| Document text |
More walls, more bars, the county supervisor said to me. That’s how people know we’re taking thugs off the streets.
The county had filled its jail. The sheriff had to release all but the most violent of offenders. I asked the supervisor about alternative treatment programs. A sizable number of the prisoners were in on nonviolent offenses related to a drug addiction.
“Why not focus on solving the underlying problem?” I asked.
He laughed at me and muttered something about journalists not having to run for re-election.
More walls, more bars. Taxpayers need to see their tax dollars in action. Who cares what happens behind those walls? Get thugs off the streets-even the young ones. Just put them away, behind walls and bars.
Put about 200 girls and boys in Columbia Training School, located between McComb and Hattiesburg. Put over 300 boys in Oakley Training School, just outside of Jackson. Put them through boot camp.
Teach them military discipline. If boot camp can make high school dropouts into Marines, it can make those delinquents into, well, something better than what they are.
But the U.S. Justice Department says Mississippi has gone too far.
The civil rights division visited the two training schools two times each during 2002. Turns out military discipline means hogtying kids as young as 10 to poles for talking in the cafeteria. The Marines do not put their recruits in restraint chairs for not saying “Yes, sir.”But that’s how the kids at Oakley and Columbia were treated, reported the Justice Department.
There’s no money to train the corrections officers not to abuse children, protested the schools’ administrators. There’s no money to hire officers, period, they said. Vacancies are at 39 percent at Oakley and 30 percent at Columbia, according to The New York Times. More walls, more bars. All that new prison construction is expensive, you know.
As for treatment? That’s a dirty word to the training school administrators. Just ask 15-year-old Jason.
Jason, according to the Times, suffers from bipolar disorder. He wrote a letter to his father, pleading for a transfer to a mental hospital.
“I never see a counselor but for two minutes,” Jason wrote. “I was supposed to come here for punishment and help. Well I had my punishment, now I need help.”
Bipolar disorder was Jason’s underlying problem. He needed medical attention. Boot camp wasn’t going to do much for him.

| Task list |
**1)** In the op-ed on Mississippi's juvenile training schools, what percentage of positions were vacant at Oakley Training School?
**2)** Carry on the op-ed on Mississippi's juvenile training schools from its final sentence.

| Excerpted data |
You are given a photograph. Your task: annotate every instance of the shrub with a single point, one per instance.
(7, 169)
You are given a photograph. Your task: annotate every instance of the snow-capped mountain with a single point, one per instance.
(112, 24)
* * *
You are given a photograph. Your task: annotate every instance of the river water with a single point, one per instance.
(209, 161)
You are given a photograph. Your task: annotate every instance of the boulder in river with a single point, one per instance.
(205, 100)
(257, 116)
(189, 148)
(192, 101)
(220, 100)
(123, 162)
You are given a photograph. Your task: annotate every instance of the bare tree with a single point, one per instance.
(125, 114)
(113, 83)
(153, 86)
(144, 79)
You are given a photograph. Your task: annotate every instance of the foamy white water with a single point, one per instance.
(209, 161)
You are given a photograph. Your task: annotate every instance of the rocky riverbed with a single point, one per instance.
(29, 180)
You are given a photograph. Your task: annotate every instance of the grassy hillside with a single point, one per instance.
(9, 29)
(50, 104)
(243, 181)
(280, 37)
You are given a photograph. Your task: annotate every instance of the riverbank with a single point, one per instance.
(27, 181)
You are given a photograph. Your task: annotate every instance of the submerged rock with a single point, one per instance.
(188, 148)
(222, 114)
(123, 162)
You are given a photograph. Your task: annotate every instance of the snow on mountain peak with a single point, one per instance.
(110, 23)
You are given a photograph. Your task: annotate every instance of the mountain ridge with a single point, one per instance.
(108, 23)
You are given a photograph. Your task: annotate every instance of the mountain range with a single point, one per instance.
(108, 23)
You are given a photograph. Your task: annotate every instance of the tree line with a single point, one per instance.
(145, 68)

| Results of the exercise |
**1)** 39 percent

**2)**
Jason was never getting treatment at Oakley. The medical facilities at the training school are a cruel joke, the Justice Department found. A nurse at Oakley was seen immunizing two children for Hepatitis B with the same needle. Mouse dung and dead roaches littered Oakley’s dental clinic. Expired medicines lined the shelves.
But money is tight in Mississippi’s corrections budget. The prison population is booming. According to another Justice Department report, the prison population increased 3.7 percent in 2002-triple the rate from a year ago. More walls, more bars.
At least the kids are off the street, right? They must have committed some horrible offense to be sent to training school.
No, said the Justice Department. According to the report, most of the children (75 percent of the girls) are in for status offenses: truancy, running away, under-age drinking and smoking, to name a few.
A 1974 federal law barred imprisoning status offenders, but it was amended 10 years later to allow children who violated a court order to be incarcerated, according to the Times.
Sixty-six to 85 percent of the children at Oakley and Columbia have mental disorders like Jason. State law says they are not supposed to be in a training school. The mentally ill children are supposed to be in state-run mental hospitals, but what legislator is going to increase funding of mental treatment for chidren in training schools? They don’t have a special interest group, and they’re too young to vote.
The voters want corrections money to go to only one thing-yeah, you guessed it.
More walls, more bars. They also separate us from what we’ve done to the kids.
Wilson Boyd is a senior economics major. He can be reached at [email protected].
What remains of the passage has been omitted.